**What is required**
Tally the lines of the data that contain the string "pink". Give only the number.

Records from a collection:
====
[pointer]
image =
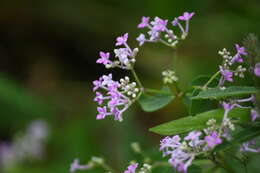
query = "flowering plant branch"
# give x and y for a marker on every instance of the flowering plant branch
(202, 134)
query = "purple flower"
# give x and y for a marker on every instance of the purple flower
(193, 135)
(121, 39)
(122, 55)
(237, 58)
(213, 139)
(141, 39)
(227, 75)
(254, 114)
(76, 166)
(99, 98)
(131, 168)
(97, 84)
(102, 112)
(240, 50)
(103, 58)
(257, 69)
(169, 142)
(186, 16)
(159, 24)
(175, 22)
(144, 23)
(227, 106)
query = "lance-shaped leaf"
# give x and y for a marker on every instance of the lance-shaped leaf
(158, 100)
(242, 135)
(198, 122)
(233, 91)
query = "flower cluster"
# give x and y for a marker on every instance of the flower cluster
(118, 96)
(125, 56)
(257, 69)
(183, 151)
(226, 69)
(169, 77)
(249, 147)
(27, 146)
(159, 32)
(131, 168)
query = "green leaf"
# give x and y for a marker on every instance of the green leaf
(233, 91)
(198, 106)
(198, 122)
(240, 136)
(202, 80)
(158, 100)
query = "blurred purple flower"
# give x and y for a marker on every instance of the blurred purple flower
(131, 168)
(144, 23)
(186, 16)
(257, 69)
(76, 166)
(226, 74)
(141, 39)
(240, 50)
(121, 39)
(254, 114)
(103, 58)
(159, 24)
(213, 139)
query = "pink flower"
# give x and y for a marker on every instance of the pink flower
(257, 69)
(121, 39)
(213, 139)
(186, 16)
(159, 24)
(144, 23)
(102, 112)
(103, 58)
(227, 75)
(131, 168)
(241, 50)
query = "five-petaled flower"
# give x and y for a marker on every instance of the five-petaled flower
(121, 40)
(213, 139)
(186, 16)
(144, 23)
(104, 58)
(131, 168)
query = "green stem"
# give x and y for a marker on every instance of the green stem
(108, 168)
(137, 79)
(159, 164)
(210, 80)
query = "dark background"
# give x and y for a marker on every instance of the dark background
(48, 51)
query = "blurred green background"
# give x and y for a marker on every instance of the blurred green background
(48, 51)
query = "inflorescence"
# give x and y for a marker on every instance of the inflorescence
(117, 96)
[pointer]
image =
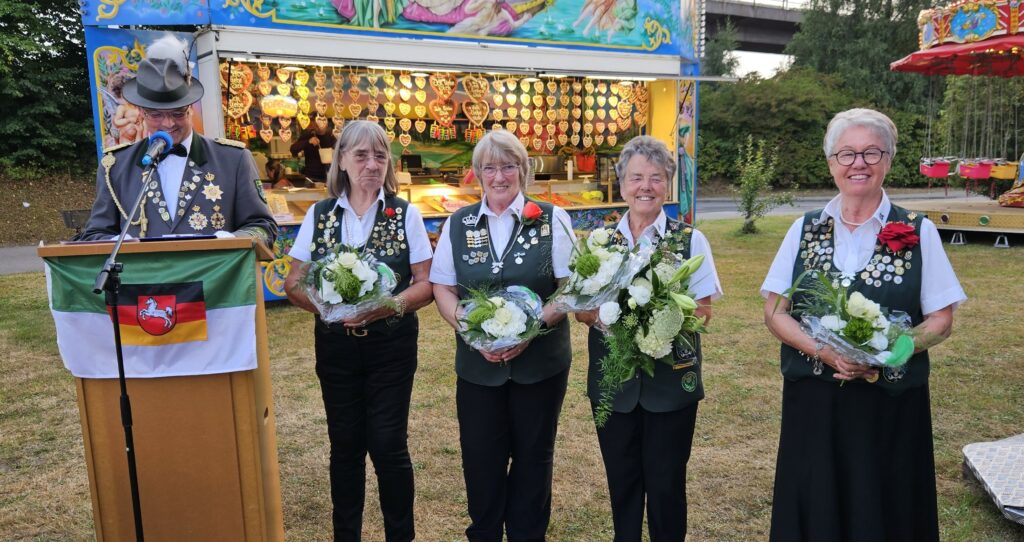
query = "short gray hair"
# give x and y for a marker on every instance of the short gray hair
(352, 134)
(649, 148)
(502, 146)
(877, 122)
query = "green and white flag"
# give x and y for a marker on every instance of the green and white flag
(189, 313)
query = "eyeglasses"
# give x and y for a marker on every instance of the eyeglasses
(363, 156)
(175, 115)
(506, 169)
(847, 158)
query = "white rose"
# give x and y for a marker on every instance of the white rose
(608, 313)
(598, 237)
(879, 341)
(832, 322)
(641, 290)
(860, 306)
(328, 293)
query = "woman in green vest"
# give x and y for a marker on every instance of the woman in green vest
(855, 459)
(366, 366)
(645, 443)
(508, 402)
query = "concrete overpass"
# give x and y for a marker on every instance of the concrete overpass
(762, 26)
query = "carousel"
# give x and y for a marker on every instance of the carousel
(984, 40)
(979, 39)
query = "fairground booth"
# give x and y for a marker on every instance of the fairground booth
(572, 79)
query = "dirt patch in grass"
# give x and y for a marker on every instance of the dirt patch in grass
(976, 388)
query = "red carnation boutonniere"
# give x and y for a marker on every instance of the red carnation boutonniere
(530, 212)
(898, 236)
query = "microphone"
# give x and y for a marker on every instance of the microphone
(159, 143)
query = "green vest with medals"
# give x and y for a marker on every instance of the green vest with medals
(673, 387)
(388, 243)
(525, 261)
(892, 280)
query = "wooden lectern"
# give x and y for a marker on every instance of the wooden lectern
(205, 445)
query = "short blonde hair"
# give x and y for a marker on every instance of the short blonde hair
(877, 122)
(502, 147)
(352, 134)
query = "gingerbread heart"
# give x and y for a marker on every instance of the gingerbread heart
(442, 112)
(476, 112)
(476, 87)
(443, 85)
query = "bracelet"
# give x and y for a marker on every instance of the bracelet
(402, 305)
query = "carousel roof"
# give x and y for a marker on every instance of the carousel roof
(994, 56)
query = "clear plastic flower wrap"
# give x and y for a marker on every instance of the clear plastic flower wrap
(498, 320)
(600, 271)
(347, 284)
(854, 326)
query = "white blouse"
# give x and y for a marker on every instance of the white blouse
(939, 287)
(704, 282)
(355, 232)
(501, 226)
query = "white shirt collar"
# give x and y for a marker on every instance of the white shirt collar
(515, 207)
(836, 205)
(345, 204)
(657, 226)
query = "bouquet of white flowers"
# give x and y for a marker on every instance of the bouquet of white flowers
(600, 269)
(346, 284)
(501, 320)
(652, 316)
(854, 326)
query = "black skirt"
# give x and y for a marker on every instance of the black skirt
(854, 464)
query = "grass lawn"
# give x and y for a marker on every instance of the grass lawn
(976, 389)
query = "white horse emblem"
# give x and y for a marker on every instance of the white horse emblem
(152, 310)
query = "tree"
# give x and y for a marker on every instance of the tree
(856, 40)
(45, 115)
(718, 57)
(757, 169)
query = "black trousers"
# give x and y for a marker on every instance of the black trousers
(645, 455)
(516, 422)
(367, 383)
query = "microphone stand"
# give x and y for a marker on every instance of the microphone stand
(109, 281)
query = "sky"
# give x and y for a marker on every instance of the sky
(762, 63)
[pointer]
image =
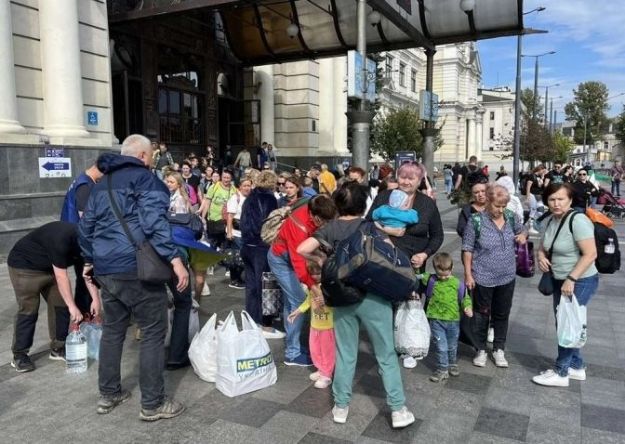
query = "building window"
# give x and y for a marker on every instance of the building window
(389, 65)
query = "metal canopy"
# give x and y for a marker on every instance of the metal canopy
(257, 34)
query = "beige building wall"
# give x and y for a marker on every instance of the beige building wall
(90, 32)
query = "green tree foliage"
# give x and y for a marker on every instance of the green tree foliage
(588, 109)
(398, 130)
(619, 126)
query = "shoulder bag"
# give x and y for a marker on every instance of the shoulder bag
(151, 267)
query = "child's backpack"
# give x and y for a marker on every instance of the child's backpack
(271, 224)
(608, 253)
(368, 260)
(476, 218)
(429, 290)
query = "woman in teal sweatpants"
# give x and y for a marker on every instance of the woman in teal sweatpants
(376, 315)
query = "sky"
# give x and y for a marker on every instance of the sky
(587, 36)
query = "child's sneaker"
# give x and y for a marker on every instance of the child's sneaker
(439, 376)
(339, 414)
(323, 382)
(410, 362)
(402, 418)
(480, 358)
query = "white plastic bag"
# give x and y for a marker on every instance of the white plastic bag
(244, 359)
(203, 351)
(194, 320)
(412, 330)
(571, 323)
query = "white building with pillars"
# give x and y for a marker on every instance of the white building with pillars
(303, 104)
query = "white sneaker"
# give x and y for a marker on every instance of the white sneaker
(551, 379)
(491, 335)
(323, 382)
(410, 362)
(206, 289)
(402, 418)
(500, 358)
(340, 414)
(273, 334)
(480, 358)
(578, 374)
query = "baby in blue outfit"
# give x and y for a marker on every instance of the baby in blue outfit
(395, 216)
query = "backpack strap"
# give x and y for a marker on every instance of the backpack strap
(476, 219)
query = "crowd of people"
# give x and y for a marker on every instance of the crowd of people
(124, 202)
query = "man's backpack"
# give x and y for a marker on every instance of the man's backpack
(272, 223)
(368, 260)
(476, 219)
(606, 262)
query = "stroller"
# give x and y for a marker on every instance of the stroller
(612, 207)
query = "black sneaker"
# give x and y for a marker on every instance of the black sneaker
(168, 409)
(107, 403)
(22, 363)
(57, 354)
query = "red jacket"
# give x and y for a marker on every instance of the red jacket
(291, 234)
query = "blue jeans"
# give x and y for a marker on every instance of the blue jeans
(292, 297)
(585, 289)
(148, 304)
(445, 338)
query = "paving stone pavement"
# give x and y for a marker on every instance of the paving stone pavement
(483, 405)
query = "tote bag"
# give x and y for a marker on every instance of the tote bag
(244, 360)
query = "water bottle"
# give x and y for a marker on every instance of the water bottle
(609, 247)
(75, 350)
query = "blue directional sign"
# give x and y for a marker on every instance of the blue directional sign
(92, 117)
(55, 166)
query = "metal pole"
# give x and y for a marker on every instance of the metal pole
(361, 119)
(535, 110)
(430, 131)
(546, 107)
(516, 148)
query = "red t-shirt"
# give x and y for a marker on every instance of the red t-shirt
(291, 234)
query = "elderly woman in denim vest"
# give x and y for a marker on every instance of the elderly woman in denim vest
(573, 267)
(488, 249)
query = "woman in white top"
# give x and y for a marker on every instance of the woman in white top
(179, 198)
(233, 234)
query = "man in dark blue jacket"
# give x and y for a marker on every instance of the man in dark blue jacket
(111, 257)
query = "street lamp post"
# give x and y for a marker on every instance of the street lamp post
(516, 147)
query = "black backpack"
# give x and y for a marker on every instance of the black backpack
(606, 263)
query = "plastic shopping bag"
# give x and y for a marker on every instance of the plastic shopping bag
(194, 320)
(571, 323)
(412, 330)
(203, 351)
(271, 295)
(244, 360)
(92, 330)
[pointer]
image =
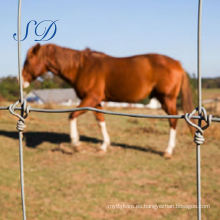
====
**Finished exercise**
2